Instruction ▸
Write out all of the lines below, exactly and completely.

(Stored entries)
╔══

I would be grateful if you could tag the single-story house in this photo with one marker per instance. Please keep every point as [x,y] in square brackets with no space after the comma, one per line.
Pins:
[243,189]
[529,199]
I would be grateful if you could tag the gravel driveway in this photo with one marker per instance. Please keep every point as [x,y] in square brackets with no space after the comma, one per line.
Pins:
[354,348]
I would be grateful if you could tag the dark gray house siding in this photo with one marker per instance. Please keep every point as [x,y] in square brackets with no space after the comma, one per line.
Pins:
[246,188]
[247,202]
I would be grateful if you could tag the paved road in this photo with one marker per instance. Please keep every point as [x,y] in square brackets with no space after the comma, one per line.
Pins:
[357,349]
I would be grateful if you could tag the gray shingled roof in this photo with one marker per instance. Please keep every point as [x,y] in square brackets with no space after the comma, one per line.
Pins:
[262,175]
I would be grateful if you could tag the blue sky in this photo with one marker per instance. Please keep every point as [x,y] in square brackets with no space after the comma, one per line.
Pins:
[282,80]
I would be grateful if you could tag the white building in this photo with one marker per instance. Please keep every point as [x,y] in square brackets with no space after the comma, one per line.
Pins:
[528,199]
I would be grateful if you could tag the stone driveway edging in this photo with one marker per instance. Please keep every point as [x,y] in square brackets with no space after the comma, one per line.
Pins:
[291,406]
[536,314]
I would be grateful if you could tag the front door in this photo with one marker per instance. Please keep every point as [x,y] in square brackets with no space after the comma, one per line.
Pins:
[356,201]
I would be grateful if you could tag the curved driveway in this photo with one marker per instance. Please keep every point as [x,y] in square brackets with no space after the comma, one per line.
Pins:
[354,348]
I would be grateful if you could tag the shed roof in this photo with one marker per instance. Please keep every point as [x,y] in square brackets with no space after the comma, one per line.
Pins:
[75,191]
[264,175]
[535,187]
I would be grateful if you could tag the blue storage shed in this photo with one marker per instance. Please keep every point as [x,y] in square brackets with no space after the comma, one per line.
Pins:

╚══

Exercise response ▸
I would be grateful if you could tag the single-story house in this photo with one marker per instance. Please keep every point as [x,y] in square brackets with no space after the comma, one per line.
Pins:
[243,189]
[529,199]
I would be grateful if you could tag the gravel driveway in this photo with one marker per instance. Please keep every point as [x,y] in square brackets with no space after the comma, one per line.
Pins:
[354,348]
I would be grateful if you could tag the dark gray house siding in this photo with one marker per instance. Please keep every point as [x,y] in square brackets with no space after the comma, one per line.
Pins:
[246,188]
[247,202]
I would be grateful if you could tag the paved road in this photo with one marker per instance. Please keep every point as [x,y] in square brackets with no space after the comma, one per line.
Pins:
[357,349]
I would be grateful if you could tag the gray shingled roof in this photo with one marker per instance. Please keep every point as [x,y] in square brackets with no space after the comma, one per line.
Pins:
[262,175]
I would be grateful if you could tag the blue sky in this photo with one marker per instance. Please keep every point as [x,y] in square brackets with no space after the comma, one per line.
Pins:
[282,80]
I would be grateful if you could tag the white building in this photo with one marker per instance. Please keep every point as [x,y] in square brackets with no space after the comma, one per line.
Pins:
[528,199]
I would be grateful if you could tag the stone driveway edging in this photo with one marker per instance. Please keep every point as [x,y] in square brackets with no space after the comma, one per line.
Pins:
[291,406]
[536,314]
I would be grateful if you could tag the front door in this photo with one marker per instance. Please keep every point as [x,y] in square brackets with no space after the comma, one per line.
Pins:
[356,201]
I would be grateful if you could tag the curved driveway in this photo with one marker per instance. Please keep every point as [x,y] in square brackets with no space after the comma, one per line.
Pins:
[354,348]
I would be grateful if you could tag the shed roof in this photo with one marker per instance. Please keep every point as [x,y] in square brackets with no space after the comma, one per line.
Pins:
[75,191]
[264,175]
[535,187]
I would be grateful if you could tag the blue storage shed in this photo with one marker per instance. Please keep every point as [x,y] in square brackets with no space after the comma, one per line.
Pins:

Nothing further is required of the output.